**ARTICLE:**

·····

Ernest Frederick III Karl, Duke of Saxe-Hildburghausen (10 June 1727 in Königsberg in Bayern – 23 September 1780 in Seidingstadt), was a duke of Saxe-Hildburghausen.

Biography
Ernest Frederick was born on 10 June 1727. He was the eldest son of Ernst Frederick II, Duke of Saxe-Hildburghausen and Caroline of Erbach-Fürstenau.

Ernest Frederick succeeded his father as Duke of Saxe-Hildburghausen when he was only eighteen years old in 1745; as a result his mother, the Dowager Duchess Caroline, acted as a regent on his behalf until he reached adulthood, in 1748.

Ernst Frederick was considered to be intelligent, talented, and one of the most handsome princes of his time. He donated a library to the city, but finally his excessive prodigality in exaggerated court pomp and military splendor drew the attention of the highest places to the financial situation of his country.

The Emperor Joseph II created a debit commission under management of the Duchess Charlotte Amalie of Saxe-Meiningen and prince Joseph of Saxe-Hildburghausen, the granduncle of the duke, to investigate the demands of the creditors and adjust the incomes and expenditures to 1769. The financial situation of the country was so disastrous that 35 years duration of this commission could not repair conditions completely.

After Ernest Frederick made use in 1757 of the Münzregal (Imperial coinage regale), he was entangled in a complaint of the realm treasury. Finally, the huge fire of the city of Hildburghausen in 1779, forced Ernst Fredercik to move to his hunting residence in Seidingstadt, where he died a year later.

·····

**DIRECTIONS:**
1. In the article, duplicate the passage starting with "Ernest Frederick III" and going on through "of his country.".
2. According to the article, who acted as regent for Ernest Frederick, and until what year?
3. Condense the article's paragraph beginning "Ernst Frederick was considered to be intelligent" into a short list that keeps its main facts.

·····

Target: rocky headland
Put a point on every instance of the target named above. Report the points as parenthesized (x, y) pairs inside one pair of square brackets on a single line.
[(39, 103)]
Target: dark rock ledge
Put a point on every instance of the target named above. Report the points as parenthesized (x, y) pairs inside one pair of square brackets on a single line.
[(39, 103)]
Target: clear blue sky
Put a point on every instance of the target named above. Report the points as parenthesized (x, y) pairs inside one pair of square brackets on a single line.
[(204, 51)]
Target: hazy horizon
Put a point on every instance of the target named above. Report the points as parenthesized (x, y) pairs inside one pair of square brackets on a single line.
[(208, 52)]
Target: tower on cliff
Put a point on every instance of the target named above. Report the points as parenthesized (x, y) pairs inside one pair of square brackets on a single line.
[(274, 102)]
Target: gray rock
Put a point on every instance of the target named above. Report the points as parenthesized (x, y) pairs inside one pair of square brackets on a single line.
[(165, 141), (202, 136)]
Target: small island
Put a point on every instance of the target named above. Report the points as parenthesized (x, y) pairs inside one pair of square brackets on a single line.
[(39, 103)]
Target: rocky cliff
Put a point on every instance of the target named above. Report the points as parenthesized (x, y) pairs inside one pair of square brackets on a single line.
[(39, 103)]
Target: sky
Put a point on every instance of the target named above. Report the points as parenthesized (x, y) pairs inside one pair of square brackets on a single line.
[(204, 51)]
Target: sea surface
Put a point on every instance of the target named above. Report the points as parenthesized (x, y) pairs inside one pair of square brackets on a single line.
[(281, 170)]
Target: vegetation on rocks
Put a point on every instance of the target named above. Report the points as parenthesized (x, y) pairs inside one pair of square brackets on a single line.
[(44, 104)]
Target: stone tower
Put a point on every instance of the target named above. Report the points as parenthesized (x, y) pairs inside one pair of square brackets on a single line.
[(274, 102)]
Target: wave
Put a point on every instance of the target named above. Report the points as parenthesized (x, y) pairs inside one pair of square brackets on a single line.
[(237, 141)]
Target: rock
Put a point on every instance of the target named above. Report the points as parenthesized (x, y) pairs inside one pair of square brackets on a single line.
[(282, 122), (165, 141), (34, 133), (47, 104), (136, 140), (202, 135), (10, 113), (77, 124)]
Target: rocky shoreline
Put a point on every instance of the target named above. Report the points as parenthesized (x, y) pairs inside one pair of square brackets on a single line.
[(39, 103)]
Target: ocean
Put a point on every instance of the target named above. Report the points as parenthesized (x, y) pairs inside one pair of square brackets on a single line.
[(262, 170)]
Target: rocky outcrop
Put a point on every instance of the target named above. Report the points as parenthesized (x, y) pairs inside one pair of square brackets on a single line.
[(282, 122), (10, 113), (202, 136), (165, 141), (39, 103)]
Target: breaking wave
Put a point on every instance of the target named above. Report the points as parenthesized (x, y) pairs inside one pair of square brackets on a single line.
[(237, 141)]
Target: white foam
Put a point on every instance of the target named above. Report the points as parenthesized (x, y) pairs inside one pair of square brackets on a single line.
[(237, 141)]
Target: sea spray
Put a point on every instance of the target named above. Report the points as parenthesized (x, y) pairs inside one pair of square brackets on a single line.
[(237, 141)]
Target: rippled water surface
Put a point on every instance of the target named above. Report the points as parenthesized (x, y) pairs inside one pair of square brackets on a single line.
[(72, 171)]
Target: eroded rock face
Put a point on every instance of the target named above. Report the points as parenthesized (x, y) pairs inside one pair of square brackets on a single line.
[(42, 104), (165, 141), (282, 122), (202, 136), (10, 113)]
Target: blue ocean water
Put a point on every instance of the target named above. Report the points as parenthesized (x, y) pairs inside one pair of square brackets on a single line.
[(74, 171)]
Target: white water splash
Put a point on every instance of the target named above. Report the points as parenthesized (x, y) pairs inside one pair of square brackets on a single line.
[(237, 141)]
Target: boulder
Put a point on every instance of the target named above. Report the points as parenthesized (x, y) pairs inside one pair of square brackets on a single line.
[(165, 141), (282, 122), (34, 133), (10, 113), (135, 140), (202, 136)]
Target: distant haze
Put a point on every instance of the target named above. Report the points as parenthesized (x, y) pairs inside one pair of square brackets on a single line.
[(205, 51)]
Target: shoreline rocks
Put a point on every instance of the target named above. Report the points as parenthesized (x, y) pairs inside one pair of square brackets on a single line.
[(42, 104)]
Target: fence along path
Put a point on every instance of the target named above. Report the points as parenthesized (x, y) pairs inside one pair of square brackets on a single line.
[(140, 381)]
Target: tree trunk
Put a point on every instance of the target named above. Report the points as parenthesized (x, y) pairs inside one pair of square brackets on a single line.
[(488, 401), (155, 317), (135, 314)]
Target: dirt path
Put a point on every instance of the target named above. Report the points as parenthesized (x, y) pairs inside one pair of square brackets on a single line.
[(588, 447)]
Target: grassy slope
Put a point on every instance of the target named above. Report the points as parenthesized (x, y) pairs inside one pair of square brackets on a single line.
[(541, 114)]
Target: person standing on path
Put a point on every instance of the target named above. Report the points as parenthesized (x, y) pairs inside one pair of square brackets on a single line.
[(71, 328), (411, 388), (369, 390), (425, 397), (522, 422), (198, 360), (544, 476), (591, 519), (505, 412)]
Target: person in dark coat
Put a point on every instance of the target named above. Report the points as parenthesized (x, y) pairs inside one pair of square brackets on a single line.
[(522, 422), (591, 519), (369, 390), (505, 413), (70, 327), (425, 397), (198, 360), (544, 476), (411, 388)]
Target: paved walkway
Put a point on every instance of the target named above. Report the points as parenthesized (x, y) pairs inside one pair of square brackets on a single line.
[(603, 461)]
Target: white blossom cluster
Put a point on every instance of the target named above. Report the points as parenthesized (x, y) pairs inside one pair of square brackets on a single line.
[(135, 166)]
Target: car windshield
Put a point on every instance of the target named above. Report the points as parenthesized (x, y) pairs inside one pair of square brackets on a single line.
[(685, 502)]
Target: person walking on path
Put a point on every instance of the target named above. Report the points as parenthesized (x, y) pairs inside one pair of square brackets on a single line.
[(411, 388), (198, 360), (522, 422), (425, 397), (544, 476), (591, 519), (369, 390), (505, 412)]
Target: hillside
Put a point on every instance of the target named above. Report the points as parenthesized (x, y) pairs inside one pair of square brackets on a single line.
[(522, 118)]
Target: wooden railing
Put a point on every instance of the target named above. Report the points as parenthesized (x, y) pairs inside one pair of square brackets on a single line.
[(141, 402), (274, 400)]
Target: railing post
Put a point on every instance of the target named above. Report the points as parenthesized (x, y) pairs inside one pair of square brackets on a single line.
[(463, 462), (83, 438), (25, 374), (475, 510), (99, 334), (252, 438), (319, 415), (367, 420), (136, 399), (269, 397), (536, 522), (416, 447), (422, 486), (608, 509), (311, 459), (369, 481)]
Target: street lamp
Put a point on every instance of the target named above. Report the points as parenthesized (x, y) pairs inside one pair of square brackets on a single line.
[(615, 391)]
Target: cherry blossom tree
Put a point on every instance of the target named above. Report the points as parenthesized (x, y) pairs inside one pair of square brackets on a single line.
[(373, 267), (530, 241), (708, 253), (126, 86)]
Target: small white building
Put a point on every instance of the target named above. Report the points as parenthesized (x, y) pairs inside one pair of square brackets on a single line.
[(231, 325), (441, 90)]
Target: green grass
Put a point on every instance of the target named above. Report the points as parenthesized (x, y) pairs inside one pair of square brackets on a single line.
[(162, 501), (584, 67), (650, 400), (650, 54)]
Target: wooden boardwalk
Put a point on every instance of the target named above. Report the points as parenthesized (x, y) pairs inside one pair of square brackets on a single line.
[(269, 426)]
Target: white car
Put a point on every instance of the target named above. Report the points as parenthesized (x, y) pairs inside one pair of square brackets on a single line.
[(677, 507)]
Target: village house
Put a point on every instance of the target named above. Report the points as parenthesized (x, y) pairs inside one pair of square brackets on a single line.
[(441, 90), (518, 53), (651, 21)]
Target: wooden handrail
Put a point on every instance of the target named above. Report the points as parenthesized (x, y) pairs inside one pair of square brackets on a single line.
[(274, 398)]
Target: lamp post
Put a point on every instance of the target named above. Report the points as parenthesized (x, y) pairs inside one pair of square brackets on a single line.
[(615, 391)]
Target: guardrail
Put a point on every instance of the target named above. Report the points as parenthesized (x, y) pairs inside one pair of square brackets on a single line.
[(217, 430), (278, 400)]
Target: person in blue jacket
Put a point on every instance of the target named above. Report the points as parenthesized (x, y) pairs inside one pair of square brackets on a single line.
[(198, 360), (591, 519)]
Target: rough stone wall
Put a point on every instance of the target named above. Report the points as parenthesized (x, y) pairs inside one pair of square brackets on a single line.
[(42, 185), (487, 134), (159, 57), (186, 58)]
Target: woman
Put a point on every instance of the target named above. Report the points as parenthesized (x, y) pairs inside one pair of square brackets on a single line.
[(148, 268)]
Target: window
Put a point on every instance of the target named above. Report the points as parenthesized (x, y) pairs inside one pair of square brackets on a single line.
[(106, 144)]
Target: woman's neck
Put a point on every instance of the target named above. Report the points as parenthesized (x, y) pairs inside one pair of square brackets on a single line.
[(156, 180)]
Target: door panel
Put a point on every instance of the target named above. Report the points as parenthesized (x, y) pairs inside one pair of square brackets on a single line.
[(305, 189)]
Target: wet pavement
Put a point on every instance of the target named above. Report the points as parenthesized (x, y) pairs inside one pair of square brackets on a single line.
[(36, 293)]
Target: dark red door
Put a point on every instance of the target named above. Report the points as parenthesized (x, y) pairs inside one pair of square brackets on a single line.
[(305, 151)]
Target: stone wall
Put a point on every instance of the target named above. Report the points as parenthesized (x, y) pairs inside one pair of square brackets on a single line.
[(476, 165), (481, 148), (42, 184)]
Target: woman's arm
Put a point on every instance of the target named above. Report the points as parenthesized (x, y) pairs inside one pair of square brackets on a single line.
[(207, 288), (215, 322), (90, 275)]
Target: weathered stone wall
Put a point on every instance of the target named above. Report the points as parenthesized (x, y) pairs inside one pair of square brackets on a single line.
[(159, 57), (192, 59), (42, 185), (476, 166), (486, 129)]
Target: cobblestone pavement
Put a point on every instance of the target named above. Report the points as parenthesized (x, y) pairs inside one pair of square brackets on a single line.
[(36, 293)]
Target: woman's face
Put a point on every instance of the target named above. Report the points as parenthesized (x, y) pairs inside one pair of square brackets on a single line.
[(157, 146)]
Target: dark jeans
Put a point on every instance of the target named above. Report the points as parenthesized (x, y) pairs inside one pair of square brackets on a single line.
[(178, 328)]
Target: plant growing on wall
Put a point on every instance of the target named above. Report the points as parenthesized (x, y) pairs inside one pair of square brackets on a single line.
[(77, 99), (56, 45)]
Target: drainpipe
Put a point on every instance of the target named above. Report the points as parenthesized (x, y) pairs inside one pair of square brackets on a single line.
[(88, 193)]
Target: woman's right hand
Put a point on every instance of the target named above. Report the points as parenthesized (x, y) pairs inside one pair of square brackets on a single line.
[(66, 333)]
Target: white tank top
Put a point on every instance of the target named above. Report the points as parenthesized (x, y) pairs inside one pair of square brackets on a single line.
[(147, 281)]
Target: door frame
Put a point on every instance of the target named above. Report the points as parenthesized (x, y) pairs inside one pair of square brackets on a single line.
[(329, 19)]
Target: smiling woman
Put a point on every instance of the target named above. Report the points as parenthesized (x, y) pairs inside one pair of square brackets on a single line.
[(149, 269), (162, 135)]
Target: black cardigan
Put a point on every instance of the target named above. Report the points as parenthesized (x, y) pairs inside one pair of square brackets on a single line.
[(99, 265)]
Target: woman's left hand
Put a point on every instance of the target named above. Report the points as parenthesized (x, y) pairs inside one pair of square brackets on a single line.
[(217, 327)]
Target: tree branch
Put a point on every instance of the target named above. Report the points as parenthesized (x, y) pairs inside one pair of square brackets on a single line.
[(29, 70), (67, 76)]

·····

**ANSWERS:**
1.
Ernest Frederick III Karl, Duke of Saxe-Hildburghausen (10 June 1727 in Königsberg in Bayern – 23 September 1780 in Seidingstadt), was a duke of Saxe-Hildburghausen.

Biography
Ernest Frederick was born on 10 June 1727. He was the eldest son of Ernst Frederick II, Duke of Saxe-Hildburghausen and Caroline of Erbach-Fürstenau.

Ernest Frederick succeeded his father as Duke of Saxe-Hildburghausen when he was only eighteen years old in 1745; as a result his mother, the Dowager Duchess Caroline, acted as a regent on his behalf until he reached adulthood, in 1748.

Ernst Frederick was considered to be intelligent, talented, and one of the most handsome princes of his time. He donated a library to the city, but finally his excessive prodigality in exaggerated court pomp and military splendor drew the attention of the highest places to the financial situation of his country.

2. His mother, the Dowager Duchess Caroline, acted as regent until 1748.

3.
- He was regarded as intelligent, talented, and one of the most handsome princes of his time.
- He donated a library to the city.
- His excessive spending on court pomp and military splendor eventually drew the attention of the highest places to his country's financial situation.